• _Exercise goal_:
Your task is to print all of the data word for word.

Stored data
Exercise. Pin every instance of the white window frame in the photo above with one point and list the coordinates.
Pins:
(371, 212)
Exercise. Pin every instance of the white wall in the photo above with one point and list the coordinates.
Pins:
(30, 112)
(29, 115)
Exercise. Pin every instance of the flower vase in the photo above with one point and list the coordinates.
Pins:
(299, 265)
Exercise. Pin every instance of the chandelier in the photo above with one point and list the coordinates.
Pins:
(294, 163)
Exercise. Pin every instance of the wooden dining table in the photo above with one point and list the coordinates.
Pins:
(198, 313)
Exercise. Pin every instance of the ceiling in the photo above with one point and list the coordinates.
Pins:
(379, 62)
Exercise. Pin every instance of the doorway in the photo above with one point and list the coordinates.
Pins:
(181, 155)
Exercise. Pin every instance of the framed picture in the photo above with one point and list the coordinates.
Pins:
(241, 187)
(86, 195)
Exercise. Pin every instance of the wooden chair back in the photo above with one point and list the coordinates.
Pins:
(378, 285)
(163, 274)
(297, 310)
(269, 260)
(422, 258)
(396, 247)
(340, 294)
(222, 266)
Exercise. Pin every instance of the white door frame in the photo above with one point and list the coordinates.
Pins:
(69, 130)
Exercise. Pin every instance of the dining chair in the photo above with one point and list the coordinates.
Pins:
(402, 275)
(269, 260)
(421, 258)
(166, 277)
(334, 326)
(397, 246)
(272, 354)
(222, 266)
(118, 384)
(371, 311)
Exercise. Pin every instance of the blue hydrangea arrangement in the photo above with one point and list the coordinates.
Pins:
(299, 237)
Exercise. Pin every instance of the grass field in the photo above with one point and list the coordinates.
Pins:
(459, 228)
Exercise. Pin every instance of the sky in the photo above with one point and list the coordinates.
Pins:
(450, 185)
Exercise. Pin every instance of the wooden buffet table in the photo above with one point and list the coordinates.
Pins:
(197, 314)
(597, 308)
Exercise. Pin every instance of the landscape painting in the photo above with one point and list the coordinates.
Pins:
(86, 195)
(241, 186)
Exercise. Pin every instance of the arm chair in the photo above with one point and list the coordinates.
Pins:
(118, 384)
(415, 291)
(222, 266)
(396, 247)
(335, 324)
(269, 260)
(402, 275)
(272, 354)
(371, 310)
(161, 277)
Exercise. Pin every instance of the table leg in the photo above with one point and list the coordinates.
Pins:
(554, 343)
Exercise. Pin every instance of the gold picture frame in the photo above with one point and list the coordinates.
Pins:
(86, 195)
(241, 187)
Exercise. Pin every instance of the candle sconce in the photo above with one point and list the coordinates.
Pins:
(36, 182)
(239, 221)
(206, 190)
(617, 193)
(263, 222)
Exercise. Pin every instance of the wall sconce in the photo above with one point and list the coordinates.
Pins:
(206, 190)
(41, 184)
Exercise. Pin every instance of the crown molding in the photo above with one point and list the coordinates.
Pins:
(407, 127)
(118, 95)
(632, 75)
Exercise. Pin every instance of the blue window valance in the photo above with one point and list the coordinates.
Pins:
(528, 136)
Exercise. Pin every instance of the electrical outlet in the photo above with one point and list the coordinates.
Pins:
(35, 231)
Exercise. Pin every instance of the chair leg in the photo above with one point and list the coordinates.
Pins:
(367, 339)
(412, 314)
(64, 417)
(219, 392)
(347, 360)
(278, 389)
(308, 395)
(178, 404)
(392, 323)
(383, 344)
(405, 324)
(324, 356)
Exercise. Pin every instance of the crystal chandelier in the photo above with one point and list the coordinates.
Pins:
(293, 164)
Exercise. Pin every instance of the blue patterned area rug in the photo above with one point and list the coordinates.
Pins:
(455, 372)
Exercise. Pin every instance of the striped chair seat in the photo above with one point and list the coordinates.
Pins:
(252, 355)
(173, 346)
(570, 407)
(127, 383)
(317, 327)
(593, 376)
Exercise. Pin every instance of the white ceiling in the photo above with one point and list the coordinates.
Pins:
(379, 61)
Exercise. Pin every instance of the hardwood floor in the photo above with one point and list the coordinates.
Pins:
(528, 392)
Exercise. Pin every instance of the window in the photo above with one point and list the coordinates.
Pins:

• _Response_:
Exercise. Pin every instance of the white window frame in the photo above with one point and list the coordinates.
Pins:
(371, 212)
Exercise. Pin every instance of the white wall in the photo above with one point and list the coordinates.
Pins:
(30, 112)
(29, 115)
Exercise. Pin every instance of the flower vase in the photo above with one point and list the coordinates.
Pins:
(299, 265)
Exercise. Pin every instance of the chandelier in the photo above with one point and list the coordinates.
Pins:
(294, 163)
Exercise. Pin every instance of the wooden dining table in the photo above with one point and list the coordinates.
Pins:
(198, 313)
Exercise. Pin every instance of the ceiling in the photo above with one point and list the coordinates.
Pins:
(379, 62)
Exercise. Pin every instance of the doorway in the photo above with one point and list the coordinates.
Pins:
(181, 155)
Exercise. Pin every instance of the framed picture in the photo above with one point and list the coordinates.
Pins:
(241, 187)
(86, 195)
Exercise. Pin every instance of the wooden chair back in the photo above with one point and list the coordinates.
Pins:
(378, 285)
(163, 274)
(297, 310)
(269, 260)
(422, 258)
(396, 247)
(340, 294)
(222, 266)
Exercise. Pin every instance of the white door frame in the photo above with one point and list the coordinates.
Pins:
(69, 130)
Exercise. Pin every instance of the dining chair in the photo above with one point and list the coordinates.
Pins:
(402, 275)
(269, 260)
(421, 258)
(166, 277)
(334, 326)
(397, 246)
(272, 354)
(222, 266)
(118, 384)
(371, 311)
Exercise. Pin every instance of the blue hydrangea arrangement in the photo above with one point and list the coordinates.
Pins:
(299, 237)
Exercise. Pin every instance of the grass field in the photo above with one point and list the coordinates.
Pins:
(459, 228)
Exercise. Pin every instance of the sky in the photo above with one point and list the coordinates.
Pins:
(450, 185)
Exercise. Pin every instance of the wooden buffet table in the photo above with one point and list the coordinates.
Pins:
(197, 314)
(597, 308)
Exercise. Pin every instance of the landscape painting in the photo above with one point and list the coordinates.
Pins:
(86, 195)
(241, 186)
Exercise. Pin every instance of the arm chair in the photo above with one point and list the coordinates.
Pins:
(118, 384)
(415, 291)
(222, 266)
(396, 247)
(335, 324)
(269, 260)
(402, 275)
(272, 354)
(371, 310)
(161, 277)
Exercise. Pin every instance of the table leg in the photo above with one point and list the coordinates.
Pins:
(554, 343)
Exercise. Pin every instance of the gold picture frame in the photo above with one point and list the coordinates.
Pins:
(86, 195)
(241, 187)
Exercise. Pin every instance of the candle sconce in the photo above with one point and list the coordinates.
Pins:
(36, 182)
(239, 221)
(206, 190)
(617, 193)
(263, 222)
Exercise. Pin every instance of the wall sconce in the photo above with one point and list the coordinates.
Pins:
(206, 190)
(41, 184)
Exercise. Pin every instance of the crown molding in the photo above with one point and list the coordinates.
Pins:
(407, 127)
(118, 95)
(632, 75)
Exercise. Pin every instance of the blue window valance in the photo above with one point and list the coordinates.
Pins:
(528, 136)
Exercise. Pin every instance of the electrical outlet in the photo above with one point and list the coordinates.
Pins:
(35, 231)
Exercise. Pin every instance of the chair leg in the photo above with one point and list the coordinates.
Pins:
(367, 339)
(412, 314)
(64, 417)
(219, 392)
(347, 360)
(278, 389)
(308, 395)
(178, 404)
(392, 323)
(383, 344)
(405, 324)
(324, 356)
Exercise. Pin every instance of the crystal chandelier in the photo above with one point and list the coordinates.
Pins:
(293, 164)
Exercise. Pin every instance of the blue patterned area rug in the photo above with one point and list the coordinates.
Pins:
(455, 372)
Exercise. Pin every instance of the striped chair seat in the photo above with one point and list the coordinates.
Pins:
(252, 355)
(173, 346)
(570, 407)
(127, 383)
(317, 327)
(593, 376)
Exercise. Pin every instance of the white ceiling in the photo above with one point and list the coordinates.
Pins:
(379, 61)
Exercise. Pin every instance of the hardwood floor in the photo above with one point and list the coordinates.
Pins:
(528, 392)
Exercise. Pin every instance of the window in the photo above with one point and list the coordinates.
Pins:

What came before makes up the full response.